WHAT IS EXPECTED: Without the pictures, output all of the data exactly.
□ □ □ □ □
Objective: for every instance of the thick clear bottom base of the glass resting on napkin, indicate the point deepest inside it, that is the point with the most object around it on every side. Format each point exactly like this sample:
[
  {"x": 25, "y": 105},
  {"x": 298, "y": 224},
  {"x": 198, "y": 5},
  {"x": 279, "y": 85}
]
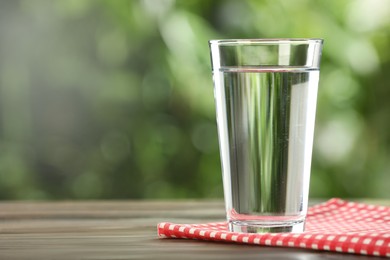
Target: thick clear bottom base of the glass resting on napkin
[{"x": 267, "y": 227}]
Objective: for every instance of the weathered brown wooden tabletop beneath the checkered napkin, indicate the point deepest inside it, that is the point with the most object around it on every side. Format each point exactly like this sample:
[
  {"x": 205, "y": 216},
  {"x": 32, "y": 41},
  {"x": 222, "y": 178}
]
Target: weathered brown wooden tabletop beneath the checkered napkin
[{"x": 122, "y": 230}]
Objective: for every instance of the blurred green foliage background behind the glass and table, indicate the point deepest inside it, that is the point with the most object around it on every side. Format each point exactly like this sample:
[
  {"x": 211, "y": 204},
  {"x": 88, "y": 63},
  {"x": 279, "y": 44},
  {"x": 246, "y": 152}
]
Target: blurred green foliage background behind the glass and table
[{"x": 114, "y": 99}]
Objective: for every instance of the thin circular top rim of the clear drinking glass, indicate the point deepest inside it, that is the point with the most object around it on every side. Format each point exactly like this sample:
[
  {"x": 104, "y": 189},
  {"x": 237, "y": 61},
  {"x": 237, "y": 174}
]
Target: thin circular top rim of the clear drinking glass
□ □ □ □ □
WRITTEN RESPONSE:
Objective: for every instance of the thick clear bottom base of the glass resting on napkin, indicate the point deepest inside it, that is the point with the most object around it on every side. Format each point exactly like this sample:
[
  {"x": 25, "y": 105},
  {"x": 298, "y": 224},
  {"x": 198, "y": 5},
  {"x": 279, "y": 85}
]
Target: thick clear bottom base of the glass resting on napkin
[{"x": 267, "y": 227}]
Objective: for every instance of the weathered brown wooden tabletop beneath the checkered napkin, indicate the point deepest inside it, that is the point with the most object around it on every side. Format each point exactly like this sample:
[
  {"x": 205, "y": 216},
  {"x": 32, "y": 41},
  {"x": 222, "y": 178}
]
Target: weathered brown wooden tabletop beneath the checkered napkin
[{"x": 122, "y": 230}]
Objective: for every instance of the blurred green foliage background behind the glass and table, indicate the point deepest inside it, that is the point with the most object around it on every side. Format each point exactly like this sample:
[
  {"x": 211, "y": 204},
  {"x": 88, "y": 63},
  {"x": 279, "y": 44},
  {"x": 246, "y": 152}
]
Target: blurred green foliage background behind the glass and table
[{"x": 114, "y": 99}]
Objective: for every instance of the thin circular top rim of the clear drinking glass, indicate the point deepest inside it, that is the point with the most object around it on every side. Format each point exactly like this sample:
[
  {"x": 104, "y": 189},
  {"x": 237, "y": 61},
  {"x": 237, "y": 174}
]
Target: thin circular top rim of the clear drinking glass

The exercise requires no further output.